- [The exercise]: Put the data below into a Markdown table with the columns Row and Line, one numbered row per line and no blank lines, starting at the line that contains "Cam-trap alert: motion was detected. Identify road" and ending at the line that contains "251, 375, 800, 533". Include only those lines, and leave the pictures out of the table.

- [Working data]:
# # # #
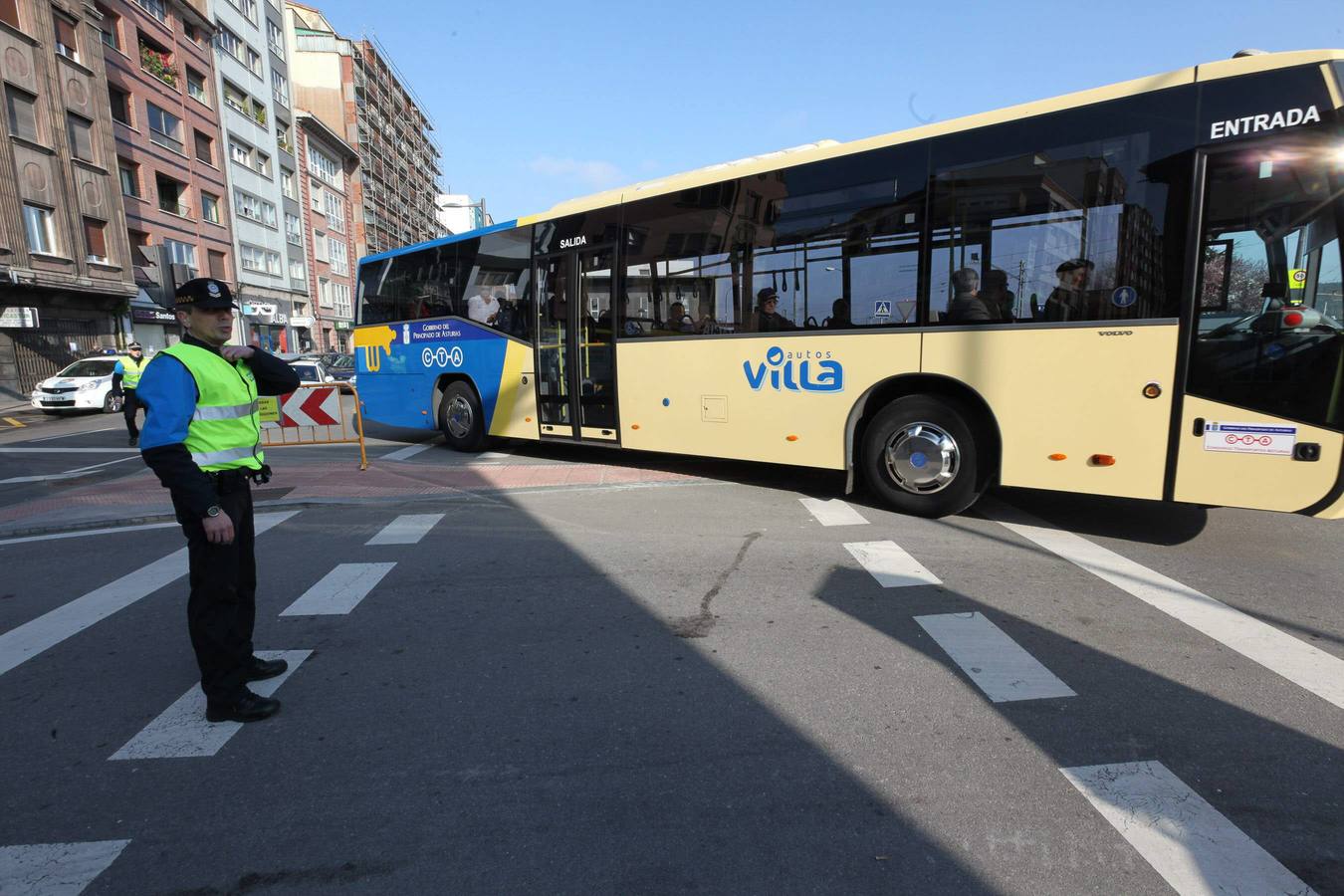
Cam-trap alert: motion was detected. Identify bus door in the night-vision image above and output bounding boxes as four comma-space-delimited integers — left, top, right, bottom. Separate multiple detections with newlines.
# # # #
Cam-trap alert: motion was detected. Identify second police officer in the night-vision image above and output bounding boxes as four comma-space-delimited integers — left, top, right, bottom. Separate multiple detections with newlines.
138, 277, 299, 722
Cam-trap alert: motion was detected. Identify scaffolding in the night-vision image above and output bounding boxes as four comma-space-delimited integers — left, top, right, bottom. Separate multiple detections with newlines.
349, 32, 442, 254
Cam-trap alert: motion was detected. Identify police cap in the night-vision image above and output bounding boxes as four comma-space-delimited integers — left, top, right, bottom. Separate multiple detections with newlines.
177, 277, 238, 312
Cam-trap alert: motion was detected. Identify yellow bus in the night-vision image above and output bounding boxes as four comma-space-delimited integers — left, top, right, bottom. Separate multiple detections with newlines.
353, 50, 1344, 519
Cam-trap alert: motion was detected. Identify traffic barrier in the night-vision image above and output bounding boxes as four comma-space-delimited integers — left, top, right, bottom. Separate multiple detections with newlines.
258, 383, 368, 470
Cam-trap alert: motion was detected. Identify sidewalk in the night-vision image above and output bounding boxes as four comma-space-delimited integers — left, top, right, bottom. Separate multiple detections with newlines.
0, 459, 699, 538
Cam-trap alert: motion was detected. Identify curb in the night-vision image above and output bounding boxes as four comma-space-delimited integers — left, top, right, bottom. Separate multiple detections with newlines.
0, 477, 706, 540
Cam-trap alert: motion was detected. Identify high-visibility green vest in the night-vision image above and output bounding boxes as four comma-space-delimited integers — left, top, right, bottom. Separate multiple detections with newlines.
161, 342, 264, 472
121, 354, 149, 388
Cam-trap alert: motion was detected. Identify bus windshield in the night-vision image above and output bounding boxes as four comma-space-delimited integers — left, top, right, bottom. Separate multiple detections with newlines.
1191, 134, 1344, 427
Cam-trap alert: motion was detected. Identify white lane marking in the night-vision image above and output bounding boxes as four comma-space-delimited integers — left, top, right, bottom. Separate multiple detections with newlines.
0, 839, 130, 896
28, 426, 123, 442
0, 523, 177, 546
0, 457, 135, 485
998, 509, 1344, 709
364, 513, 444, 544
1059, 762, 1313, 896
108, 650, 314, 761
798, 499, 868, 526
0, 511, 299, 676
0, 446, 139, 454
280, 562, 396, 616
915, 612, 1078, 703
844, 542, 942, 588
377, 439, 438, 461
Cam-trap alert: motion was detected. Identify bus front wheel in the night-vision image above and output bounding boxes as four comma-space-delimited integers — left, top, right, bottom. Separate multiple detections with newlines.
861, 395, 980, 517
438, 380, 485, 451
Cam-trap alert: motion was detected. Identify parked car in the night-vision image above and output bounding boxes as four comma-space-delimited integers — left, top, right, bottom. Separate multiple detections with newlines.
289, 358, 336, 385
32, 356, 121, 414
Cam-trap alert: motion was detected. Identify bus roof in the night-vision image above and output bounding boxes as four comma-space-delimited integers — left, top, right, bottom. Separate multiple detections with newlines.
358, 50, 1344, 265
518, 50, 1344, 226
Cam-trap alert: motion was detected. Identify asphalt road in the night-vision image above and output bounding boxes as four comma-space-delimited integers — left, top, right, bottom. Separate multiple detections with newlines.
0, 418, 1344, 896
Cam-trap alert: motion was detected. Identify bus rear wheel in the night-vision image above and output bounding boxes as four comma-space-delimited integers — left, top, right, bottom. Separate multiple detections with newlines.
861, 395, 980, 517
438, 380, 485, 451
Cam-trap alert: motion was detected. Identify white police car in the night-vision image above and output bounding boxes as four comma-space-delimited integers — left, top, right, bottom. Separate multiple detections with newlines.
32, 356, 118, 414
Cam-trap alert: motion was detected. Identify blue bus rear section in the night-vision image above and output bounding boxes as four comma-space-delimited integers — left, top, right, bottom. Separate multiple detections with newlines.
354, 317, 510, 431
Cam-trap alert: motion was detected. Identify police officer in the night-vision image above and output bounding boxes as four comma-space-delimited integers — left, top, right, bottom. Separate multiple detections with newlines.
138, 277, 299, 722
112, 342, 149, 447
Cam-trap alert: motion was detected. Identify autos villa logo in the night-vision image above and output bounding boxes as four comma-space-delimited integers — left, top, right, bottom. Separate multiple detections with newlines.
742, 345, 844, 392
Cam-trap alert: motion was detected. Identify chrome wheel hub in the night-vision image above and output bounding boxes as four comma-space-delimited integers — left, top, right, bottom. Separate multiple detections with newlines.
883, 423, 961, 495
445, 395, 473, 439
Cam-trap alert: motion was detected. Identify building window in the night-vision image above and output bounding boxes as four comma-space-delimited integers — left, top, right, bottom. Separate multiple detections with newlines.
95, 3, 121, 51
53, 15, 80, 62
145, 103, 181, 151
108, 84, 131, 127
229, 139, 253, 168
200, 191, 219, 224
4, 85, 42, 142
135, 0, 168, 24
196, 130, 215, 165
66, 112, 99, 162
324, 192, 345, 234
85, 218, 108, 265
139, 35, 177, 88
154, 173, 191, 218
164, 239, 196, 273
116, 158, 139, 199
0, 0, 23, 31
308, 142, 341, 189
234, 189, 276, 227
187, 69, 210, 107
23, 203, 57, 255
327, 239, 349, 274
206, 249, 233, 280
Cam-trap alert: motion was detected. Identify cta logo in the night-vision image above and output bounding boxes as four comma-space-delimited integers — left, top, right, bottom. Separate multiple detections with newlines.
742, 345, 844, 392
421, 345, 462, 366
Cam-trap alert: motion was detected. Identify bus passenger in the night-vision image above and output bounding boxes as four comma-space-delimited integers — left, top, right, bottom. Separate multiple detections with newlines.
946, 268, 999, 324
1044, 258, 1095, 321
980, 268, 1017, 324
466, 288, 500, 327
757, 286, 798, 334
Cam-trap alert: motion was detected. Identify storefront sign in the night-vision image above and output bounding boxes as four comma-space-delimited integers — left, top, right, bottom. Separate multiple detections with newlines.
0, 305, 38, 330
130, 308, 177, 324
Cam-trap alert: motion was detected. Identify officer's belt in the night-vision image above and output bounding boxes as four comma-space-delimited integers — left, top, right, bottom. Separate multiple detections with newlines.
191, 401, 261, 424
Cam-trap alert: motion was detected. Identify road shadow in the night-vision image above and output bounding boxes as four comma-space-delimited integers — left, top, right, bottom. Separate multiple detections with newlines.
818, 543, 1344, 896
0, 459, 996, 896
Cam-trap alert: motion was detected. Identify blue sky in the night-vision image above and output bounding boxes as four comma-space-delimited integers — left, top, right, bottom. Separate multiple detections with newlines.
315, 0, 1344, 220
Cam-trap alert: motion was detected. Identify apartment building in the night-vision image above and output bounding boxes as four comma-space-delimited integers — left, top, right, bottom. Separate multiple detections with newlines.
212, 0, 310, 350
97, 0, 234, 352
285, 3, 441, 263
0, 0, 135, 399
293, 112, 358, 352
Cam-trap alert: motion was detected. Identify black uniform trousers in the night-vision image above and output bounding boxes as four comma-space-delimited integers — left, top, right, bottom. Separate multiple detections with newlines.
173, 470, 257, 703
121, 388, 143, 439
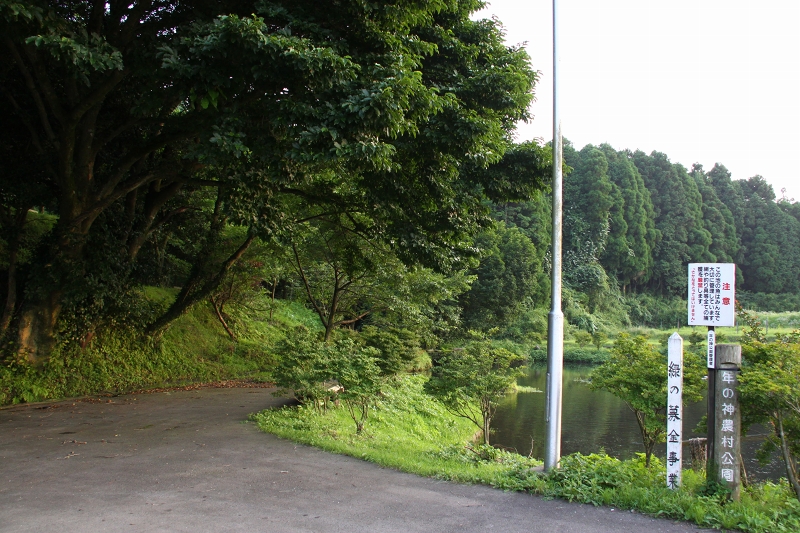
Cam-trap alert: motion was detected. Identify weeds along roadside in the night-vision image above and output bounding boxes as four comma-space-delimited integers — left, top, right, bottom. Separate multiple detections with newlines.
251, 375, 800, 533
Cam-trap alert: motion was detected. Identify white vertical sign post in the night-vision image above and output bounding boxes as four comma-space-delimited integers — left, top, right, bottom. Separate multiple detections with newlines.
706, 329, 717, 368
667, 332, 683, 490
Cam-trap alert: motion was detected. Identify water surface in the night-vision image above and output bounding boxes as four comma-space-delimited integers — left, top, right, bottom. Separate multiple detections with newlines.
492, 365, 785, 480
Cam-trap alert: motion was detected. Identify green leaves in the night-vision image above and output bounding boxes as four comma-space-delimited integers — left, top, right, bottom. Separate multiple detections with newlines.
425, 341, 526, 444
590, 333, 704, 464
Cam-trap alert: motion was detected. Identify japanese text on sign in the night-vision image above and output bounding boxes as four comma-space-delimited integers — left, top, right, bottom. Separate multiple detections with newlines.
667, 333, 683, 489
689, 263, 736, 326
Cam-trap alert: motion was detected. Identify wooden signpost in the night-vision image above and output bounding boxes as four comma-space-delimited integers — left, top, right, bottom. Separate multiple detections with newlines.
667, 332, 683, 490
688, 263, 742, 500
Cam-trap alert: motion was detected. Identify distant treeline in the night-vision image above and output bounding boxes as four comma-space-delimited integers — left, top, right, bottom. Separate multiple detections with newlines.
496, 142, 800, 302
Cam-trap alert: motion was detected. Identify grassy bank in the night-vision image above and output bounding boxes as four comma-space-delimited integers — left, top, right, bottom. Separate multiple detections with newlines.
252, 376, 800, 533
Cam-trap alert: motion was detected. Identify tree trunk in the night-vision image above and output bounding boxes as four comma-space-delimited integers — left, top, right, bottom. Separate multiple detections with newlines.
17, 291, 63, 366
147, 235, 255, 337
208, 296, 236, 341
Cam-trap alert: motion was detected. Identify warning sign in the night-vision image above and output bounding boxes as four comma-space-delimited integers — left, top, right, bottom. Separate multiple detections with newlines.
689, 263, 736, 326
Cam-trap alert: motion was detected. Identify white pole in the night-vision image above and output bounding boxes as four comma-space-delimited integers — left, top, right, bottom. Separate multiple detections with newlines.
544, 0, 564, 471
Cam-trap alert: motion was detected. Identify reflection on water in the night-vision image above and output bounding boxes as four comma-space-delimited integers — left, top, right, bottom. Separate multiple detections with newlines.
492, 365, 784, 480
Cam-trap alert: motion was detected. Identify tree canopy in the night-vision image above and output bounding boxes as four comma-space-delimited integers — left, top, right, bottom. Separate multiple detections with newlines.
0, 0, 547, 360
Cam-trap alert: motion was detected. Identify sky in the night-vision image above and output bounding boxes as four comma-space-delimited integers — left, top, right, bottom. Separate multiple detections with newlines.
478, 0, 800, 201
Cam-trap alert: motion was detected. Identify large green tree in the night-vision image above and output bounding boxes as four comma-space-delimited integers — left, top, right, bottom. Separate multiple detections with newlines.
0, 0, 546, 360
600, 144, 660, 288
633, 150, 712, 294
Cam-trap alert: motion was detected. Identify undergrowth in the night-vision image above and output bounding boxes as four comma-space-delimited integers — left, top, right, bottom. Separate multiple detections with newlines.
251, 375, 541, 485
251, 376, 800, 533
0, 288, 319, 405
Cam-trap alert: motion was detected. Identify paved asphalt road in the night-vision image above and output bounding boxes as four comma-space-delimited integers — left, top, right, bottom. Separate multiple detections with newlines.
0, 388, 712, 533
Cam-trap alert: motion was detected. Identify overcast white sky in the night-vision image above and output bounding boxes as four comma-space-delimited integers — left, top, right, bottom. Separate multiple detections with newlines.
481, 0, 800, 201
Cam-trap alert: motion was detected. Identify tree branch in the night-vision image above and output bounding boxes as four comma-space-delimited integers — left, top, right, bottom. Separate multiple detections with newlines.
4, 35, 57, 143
# # # #
- [Problem solution]:
| Row | Line |
|---|---|
| 1 | Cam-trap alert: motion was detected. Identify road shadow in the night-vision image above and output bounding boxes as four comma-space-delimited integers — left, top, right, bottom. Separate multiple detections with newlines. |
| 2 | 818, 543, 1344, 896 |
| 3 | 0, 459, 996, 896 |
| 4 | Cam-trap alert: motion was detected. Identify blue sky in the night-vision image above and output bounding boxes as four comma-space-delimited integers — left, top, right, bottom. Separate multiple detections with newlines. |
| 5 | 315, 0, 1344, 220 |
| 6 | Cam-trap alert: motion was detected. Identify apartment building in the night-vision image above and output bounding boxes as four comma-space-delimited integers — left, top, right, bottom. Separate multiple detections with newlines. |
| 7 | 212, 0, 310, 350 |
| 8 | 97, 0, 234, 352 |
| 9 | 285, 3, 441, 263 |
| 10 | 0, 0, 135, 399 |
| 11 | 293, 112, 358, 352 |
| 12 | Cam-trap alert: motion was detected. Identify black uniform trousers in the night-vision image above and output bounding boxes as four comma-space-delimited integers — left, top, right, bottom. Separate multiple detections with newlines. |
| 13 | 173, 470, 257, 703 |
| 14 | 121, 388, 143, 439 |
| 15 | Cam-trap alert: motion was detected. Identify weeds along roadside in the night-vision image above and output bounding boxes as four comma-space-delimited integers — left, top, right, bottom. Separate multiple detections with newlines. |
| 16 | 251, 375, 800, 533 |